* BEGIN The input *

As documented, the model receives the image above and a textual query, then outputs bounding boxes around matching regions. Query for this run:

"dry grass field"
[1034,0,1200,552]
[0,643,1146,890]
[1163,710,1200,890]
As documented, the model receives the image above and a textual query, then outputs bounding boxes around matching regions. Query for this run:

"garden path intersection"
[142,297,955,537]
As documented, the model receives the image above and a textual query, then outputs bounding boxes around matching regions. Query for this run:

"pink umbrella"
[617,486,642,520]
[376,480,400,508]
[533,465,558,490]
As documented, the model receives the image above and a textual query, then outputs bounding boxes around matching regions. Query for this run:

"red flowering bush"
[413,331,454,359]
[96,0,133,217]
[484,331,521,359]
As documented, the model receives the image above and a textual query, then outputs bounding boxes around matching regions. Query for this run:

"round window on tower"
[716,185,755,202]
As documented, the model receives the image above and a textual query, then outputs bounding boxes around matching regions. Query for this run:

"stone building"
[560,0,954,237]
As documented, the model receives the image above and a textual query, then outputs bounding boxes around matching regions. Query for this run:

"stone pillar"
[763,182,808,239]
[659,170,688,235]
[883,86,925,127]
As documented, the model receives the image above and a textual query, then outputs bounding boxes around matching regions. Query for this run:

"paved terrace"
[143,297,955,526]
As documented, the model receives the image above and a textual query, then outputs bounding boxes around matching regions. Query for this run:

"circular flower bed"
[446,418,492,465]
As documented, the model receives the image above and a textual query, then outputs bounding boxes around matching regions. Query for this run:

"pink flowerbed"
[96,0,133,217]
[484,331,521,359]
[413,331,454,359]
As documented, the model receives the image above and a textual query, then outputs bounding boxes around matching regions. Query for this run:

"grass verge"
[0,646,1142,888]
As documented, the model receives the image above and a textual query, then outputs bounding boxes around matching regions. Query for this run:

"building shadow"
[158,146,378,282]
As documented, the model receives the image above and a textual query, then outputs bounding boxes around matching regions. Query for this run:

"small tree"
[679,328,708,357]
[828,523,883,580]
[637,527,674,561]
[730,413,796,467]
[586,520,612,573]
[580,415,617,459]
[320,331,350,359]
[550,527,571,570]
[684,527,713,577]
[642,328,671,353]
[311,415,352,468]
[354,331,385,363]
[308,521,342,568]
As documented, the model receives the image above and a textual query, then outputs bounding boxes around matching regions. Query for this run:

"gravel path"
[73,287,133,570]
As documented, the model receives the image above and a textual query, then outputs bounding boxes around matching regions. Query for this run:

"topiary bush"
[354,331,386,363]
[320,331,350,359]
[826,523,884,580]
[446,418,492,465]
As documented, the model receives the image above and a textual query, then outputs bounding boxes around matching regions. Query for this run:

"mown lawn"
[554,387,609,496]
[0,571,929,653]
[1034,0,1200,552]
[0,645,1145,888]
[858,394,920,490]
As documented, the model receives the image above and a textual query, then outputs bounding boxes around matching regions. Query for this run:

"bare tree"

* END The input *

- **Your task**
Report every line in the records above that contains the string "path", treating uppercase and lowercase as different.

- **Answer below**
"garden path intersection"
"gravel path"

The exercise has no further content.